◆ Data supplied

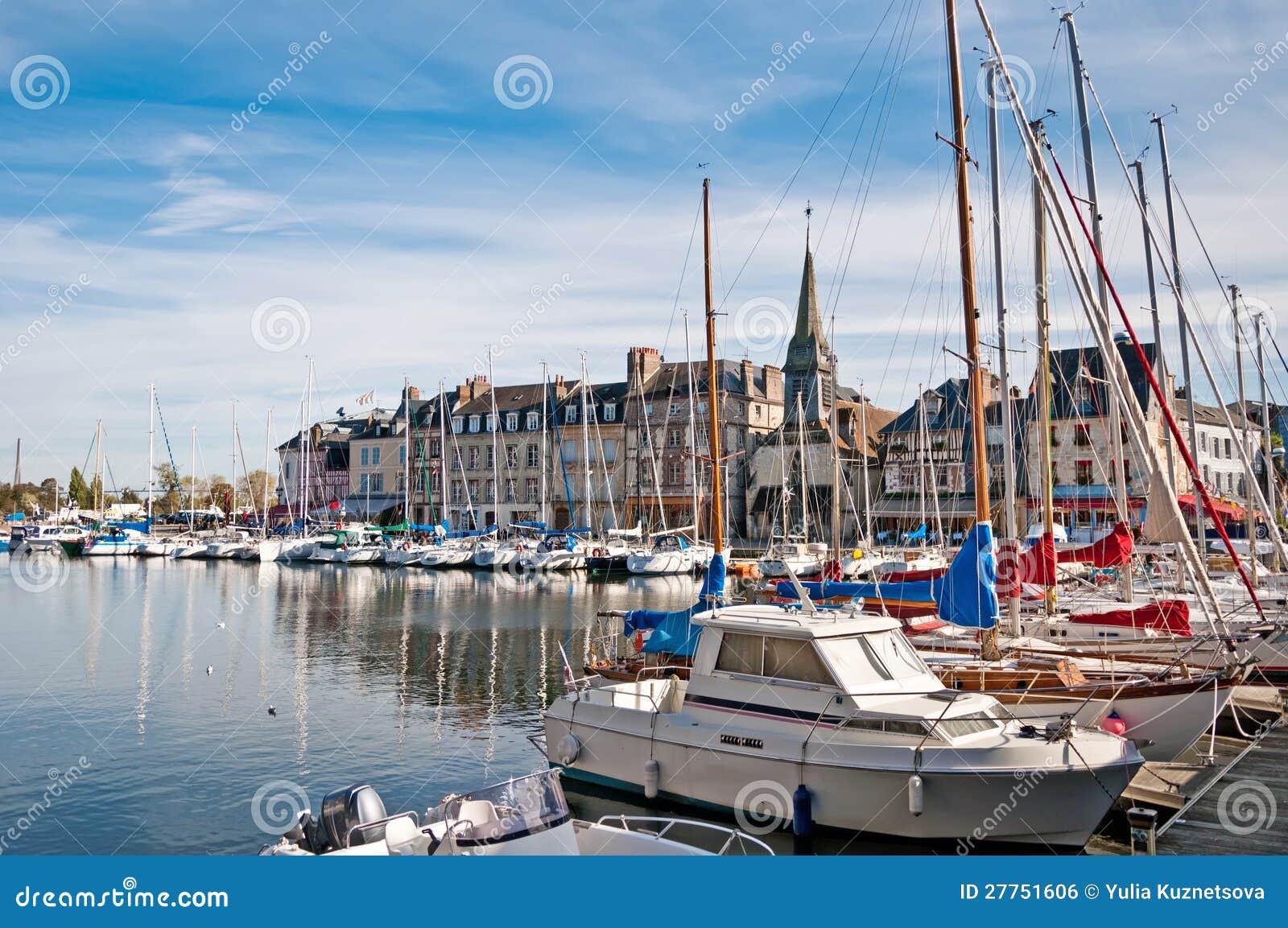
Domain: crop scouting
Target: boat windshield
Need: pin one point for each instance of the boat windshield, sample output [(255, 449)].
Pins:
[(866, 659), (506, 810)]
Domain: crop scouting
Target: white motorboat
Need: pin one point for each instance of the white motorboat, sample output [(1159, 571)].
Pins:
[(525, 816), (114, 542), (837, 709), (670, 555), (557, 551), (803, 559)]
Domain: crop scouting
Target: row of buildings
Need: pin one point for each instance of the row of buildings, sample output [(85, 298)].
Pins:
[(637, 451)]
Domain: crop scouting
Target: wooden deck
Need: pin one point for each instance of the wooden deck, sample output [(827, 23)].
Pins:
[(1241, 809)]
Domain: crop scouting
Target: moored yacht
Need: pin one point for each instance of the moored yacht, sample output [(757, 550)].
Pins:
[(840, 704)]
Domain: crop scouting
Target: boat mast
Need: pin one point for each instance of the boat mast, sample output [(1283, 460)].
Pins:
[(1242, 435), (192, 485), (268, 446), (1009, 524), (693, 425), (1161, 365), (1268, 459), (496, 462), (970, 311), (1043, 372), (712, 388), (1201, 519), (442, 449), (863, 442), (545, 442), (585, 434), (98, 470), (1118, 470), (407, 453), (152, 407)]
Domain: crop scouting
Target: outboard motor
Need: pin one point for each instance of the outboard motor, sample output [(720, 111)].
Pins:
[(345, 810)]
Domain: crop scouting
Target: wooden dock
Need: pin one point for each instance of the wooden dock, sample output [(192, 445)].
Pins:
[(1242, 810)]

◆ Task details
Swap "crop scouting" for "marina survey" everywhere it appears in the entries above, and give the entries again with nothing else altered. Leave the pictures out.

◆ Exercise result
Domain: marina survey
Target: boat windshield
Need: pin one point for each instance of the boat windshield, sample output [(255, 449)].
Pins:
[(866, 659), (506, 810)]
Domain: marina survey
Target: white motorboat
Need: pin one point for each instance of the white motorboat, sample output [(1159, 571)].
Pins:
[(525, 816), (114, 542), (837, 709), (670, 555), (557, 551), (803, 559)]
Domain: marina survey
Target: row of buildings
Need: pin one point for each instance of the row of buildings, sample output [(85, 298)].
Pins:
[(637, 451)]
Domain: marina survey
Target: wooden deck
Need: pin one point for each instance of the wooden deck, sample output [(827, 23)].
Pins:
[(1241, 809)]
Domain: marina survey
Target: moored yacht
Need: pin one point for each instance of the moored yacht, sample output [(757, 550)].
Pins:
[(840, 704)]
Domain: marina survey
Target: boat mast
Need: pin one point for each instance of the boat mast, sample output [(1283, 460)].
Pins:
[(1242, 435), (192, 485), (268, 446), (1009, 524), (693, 425), (1161, 365), (1268, 459), (496, 462), (970, 311), (1043, 372), (712, 388), (1201, 519), (442, 449), (863, 442), (545, 442), (585, 434), (98, 470), (1118, 470), (407, 453), (152, 407)]
Domain: marina survey
Target: outboard motor
Need: pin one point for each instance of the outboard motor, sample output [(720, 111)].
Pins:
[(345, 810)]
Domain: marina survey
Target: wooden dock
Need: pin one point for each instance of the wooden dock, sample output [(192, 445)].
Pins:
[(1242, 810)]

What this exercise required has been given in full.